* _Data shown_
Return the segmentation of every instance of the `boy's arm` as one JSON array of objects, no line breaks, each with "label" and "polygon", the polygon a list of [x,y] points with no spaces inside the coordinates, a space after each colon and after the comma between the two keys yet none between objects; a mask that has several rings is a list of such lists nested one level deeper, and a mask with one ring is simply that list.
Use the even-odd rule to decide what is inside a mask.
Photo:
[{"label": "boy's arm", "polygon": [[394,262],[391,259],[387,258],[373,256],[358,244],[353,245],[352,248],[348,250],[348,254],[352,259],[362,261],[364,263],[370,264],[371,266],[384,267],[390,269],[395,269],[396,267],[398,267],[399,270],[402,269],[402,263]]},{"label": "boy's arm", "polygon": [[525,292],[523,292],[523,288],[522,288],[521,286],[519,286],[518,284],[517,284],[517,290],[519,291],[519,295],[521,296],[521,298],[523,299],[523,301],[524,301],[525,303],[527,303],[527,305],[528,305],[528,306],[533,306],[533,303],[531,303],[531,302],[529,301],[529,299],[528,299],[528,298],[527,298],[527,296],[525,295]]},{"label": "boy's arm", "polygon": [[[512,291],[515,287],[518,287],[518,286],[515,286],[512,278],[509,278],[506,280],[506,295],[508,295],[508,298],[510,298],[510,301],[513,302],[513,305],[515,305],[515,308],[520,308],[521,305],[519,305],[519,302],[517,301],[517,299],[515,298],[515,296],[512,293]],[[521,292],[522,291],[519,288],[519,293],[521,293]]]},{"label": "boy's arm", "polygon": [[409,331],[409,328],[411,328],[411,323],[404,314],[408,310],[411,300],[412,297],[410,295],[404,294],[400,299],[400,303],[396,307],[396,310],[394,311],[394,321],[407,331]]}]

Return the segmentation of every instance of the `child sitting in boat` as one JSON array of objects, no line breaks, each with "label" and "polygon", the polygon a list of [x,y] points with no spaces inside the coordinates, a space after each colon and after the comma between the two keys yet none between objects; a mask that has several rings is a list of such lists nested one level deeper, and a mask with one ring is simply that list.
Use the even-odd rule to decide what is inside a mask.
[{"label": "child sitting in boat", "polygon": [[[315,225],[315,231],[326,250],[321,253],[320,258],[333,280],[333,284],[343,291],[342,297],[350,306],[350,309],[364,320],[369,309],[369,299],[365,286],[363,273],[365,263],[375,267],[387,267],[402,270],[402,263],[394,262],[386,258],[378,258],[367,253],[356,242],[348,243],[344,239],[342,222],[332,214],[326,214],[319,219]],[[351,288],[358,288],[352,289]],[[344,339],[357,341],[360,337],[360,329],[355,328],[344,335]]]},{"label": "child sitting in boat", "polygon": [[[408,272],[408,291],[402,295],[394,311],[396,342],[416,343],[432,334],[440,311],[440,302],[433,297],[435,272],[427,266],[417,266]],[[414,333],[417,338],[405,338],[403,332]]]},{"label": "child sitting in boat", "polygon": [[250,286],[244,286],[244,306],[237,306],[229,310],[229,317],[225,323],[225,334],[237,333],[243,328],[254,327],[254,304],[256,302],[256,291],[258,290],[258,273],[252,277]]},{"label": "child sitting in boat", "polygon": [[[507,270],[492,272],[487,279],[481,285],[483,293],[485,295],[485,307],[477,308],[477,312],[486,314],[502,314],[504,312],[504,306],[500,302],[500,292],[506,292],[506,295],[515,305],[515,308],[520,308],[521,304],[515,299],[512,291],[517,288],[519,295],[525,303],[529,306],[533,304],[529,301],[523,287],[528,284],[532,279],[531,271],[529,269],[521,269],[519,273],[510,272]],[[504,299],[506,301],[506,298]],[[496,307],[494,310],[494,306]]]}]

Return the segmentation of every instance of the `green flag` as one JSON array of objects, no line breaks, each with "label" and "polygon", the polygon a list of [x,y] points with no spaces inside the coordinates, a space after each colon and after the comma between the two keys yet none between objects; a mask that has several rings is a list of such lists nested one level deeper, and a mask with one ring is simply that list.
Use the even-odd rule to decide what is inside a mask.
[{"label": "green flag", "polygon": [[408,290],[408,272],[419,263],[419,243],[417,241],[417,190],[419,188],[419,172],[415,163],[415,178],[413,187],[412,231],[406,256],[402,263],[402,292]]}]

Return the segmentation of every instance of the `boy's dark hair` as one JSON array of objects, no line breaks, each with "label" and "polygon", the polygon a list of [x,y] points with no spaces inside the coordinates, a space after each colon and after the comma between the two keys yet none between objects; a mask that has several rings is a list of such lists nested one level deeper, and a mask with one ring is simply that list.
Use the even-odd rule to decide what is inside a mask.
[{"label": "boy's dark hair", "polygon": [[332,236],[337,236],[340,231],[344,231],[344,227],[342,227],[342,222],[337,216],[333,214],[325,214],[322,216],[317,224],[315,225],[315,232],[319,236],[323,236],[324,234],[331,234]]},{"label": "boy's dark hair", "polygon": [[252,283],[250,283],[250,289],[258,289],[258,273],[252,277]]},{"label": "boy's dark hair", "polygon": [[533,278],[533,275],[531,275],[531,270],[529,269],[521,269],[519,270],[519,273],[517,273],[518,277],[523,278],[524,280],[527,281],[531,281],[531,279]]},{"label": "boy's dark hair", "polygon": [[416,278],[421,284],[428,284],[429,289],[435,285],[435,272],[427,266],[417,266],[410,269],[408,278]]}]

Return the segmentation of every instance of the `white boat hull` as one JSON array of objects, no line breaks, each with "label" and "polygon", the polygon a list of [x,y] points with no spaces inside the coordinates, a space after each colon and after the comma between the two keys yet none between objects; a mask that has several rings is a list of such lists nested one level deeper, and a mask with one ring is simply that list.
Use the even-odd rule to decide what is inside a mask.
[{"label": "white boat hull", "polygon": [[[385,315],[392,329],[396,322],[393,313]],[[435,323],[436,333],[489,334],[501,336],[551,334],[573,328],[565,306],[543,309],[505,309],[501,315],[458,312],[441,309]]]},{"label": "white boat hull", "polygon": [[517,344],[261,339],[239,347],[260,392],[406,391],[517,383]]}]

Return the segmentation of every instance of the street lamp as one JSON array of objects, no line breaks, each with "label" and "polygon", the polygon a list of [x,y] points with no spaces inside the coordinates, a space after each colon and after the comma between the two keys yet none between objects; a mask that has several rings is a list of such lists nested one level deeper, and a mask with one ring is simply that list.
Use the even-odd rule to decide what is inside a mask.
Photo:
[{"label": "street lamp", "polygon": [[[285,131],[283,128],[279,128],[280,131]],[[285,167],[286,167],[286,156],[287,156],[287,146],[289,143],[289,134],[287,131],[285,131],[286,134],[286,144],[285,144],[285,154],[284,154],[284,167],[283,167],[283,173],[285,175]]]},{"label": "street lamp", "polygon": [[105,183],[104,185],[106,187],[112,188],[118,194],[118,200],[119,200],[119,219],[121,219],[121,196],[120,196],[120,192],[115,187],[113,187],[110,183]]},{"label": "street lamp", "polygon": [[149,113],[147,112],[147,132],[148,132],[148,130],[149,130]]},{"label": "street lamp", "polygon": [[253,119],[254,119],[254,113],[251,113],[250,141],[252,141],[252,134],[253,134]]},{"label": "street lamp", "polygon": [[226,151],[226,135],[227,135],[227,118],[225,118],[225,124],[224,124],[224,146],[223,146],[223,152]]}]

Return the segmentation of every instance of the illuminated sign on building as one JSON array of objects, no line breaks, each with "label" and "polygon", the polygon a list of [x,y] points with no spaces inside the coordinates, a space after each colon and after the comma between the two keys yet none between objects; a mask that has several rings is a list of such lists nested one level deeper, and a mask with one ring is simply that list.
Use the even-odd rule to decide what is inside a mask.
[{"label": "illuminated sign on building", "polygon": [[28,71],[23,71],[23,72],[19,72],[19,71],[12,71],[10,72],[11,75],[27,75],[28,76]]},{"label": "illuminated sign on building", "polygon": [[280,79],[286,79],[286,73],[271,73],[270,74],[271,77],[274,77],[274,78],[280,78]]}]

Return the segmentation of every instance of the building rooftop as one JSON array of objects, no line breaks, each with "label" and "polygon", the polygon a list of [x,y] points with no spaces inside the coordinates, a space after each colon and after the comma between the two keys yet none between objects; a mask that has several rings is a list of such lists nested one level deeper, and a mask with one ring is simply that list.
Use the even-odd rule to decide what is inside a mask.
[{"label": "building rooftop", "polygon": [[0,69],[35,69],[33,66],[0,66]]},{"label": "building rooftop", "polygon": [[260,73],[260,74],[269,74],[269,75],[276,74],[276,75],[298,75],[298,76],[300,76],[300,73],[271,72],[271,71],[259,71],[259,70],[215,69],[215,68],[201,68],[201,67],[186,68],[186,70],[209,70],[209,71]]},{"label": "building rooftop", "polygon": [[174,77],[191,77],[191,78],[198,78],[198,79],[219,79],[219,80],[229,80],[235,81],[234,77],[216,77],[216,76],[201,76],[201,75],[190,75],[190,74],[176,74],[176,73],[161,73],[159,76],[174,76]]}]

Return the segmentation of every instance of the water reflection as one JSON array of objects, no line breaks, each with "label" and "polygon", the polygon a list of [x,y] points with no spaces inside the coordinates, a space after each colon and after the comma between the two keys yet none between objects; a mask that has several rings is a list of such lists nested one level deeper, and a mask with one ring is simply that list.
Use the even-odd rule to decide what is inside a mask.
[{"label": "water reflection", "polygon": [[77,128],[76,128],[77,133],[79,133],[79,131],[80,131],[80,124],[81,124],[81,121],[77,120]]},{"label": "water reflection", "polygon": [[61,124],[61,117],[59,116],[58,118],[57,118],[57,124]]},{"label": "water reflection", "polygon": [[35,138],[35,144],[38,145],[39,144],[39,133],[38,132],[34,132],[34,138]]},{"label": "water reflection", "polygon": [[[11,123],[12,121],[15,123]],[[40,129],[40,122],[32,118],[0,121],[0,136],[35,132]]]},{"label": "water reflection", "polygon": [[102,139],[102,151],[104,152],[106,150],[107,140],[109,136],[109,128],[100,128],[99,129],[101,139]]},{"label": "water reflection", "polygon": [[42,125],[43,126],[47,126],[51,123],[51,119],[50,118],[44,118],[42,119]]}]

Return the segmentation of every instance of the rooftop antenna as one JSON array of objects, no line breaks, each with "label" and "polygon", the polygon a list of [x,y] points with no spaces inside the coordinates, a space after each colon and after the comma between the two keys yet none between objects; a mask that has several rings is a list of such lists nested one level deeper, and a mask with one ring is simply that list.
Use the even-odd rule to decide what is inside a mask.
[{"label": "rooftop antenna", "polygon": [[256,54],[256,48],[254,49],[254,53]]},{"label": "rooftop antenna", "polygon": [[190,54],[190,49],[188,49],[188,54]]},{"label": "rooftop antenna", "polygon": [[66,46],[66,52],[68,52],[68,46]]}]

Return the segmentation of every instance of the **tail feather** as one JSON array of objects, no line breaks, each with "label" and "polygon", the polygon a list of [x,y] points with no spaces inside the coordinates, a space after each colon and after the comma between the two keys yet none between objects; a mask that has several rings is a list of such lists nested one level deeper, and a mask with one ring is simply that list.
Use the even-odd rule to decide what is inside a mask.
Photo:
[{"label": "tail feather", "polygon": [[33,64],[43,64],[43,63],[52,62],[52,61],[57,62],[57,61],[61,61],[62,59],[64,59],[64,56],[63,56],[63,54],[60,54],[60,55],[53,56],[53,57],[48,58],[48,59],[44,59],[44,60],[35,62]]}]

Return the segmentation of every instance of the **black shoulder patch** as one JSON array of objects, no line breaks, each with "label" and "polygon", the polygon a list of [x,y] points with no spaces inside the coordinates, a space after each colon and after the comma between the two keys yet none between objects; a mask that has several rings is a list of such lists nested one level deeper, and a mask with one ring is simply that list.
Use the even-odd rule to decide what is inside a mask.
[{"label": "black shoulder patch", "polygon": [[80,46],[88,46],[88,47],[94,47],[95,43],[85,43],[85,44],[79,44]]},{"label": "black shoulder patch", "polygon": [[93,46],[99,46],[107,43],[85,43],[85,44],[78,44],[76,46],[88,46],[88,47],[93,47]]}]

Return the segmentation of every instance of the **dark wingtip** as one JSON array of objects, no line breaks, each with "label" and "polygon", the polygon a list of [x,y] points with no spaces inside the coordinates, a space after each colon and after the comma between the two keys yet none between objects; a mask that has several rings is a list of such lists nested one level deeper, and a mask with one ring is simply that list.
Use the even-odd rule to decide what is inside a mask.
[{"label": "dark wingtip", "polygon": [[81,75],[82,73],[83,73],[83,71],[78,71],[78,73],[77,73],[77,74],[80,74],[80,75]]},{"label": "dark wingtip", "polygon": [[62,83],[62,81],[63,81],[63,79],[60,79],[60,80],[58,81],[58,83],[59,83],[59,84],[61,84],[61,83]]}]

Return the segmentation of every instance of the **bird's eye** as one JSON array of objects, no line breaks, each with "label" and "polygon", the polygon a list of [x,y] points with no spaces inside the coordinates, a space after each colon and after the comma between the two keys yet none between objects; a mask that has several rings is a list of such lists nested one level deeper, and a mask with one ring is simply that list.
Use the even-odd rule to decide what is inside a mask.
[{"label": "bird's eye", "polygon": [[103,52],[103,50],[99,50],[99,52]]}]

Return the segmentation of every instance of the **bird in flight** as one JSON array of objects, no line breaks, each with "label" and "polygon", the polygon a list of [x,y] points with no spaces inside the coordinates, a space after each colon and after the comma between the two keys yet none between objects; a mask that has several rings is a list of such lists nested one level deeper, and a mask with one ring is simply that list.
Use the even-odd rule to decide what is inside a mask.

* _Exercise prompt_
Return, exactly as written, the "Return the segmentation of every instance of the **bird's" line and each line after it through the end of the listing above.

* _Task answer_
Return the segmentation of every instance of the **bird's eye** as one JSON array of objects, no line breaks, each with "label" and "polygon", the polygon a list of [x,y] points with no spaces inside the coordinates, a space after each colon and after the comma between the two keys yet none between objects; a mask that has several rings is a list of such lists nested one level deeper, and a mask with one ring is simply that list.
Use the even-odd rule to decide what is inside a mask.
[{"label": "bird's eye", "polygon": [[103,52],[103,50],[99,50],[99,52]]}]

Return the segmentation of every instance of the **bird in flight** as one JSON array of objects, no line breaks, each with "label" and "polygon", the polygon a list of [x,y] points with no spaces inside the coordinates, a space after each colon and after the comma between the two keys yet none between objects; a mask that has several rings is a list of such lists nested one level deeper, and a mask with one ring is simply that list.
Use the even-odd rule to decide what is inside a mask.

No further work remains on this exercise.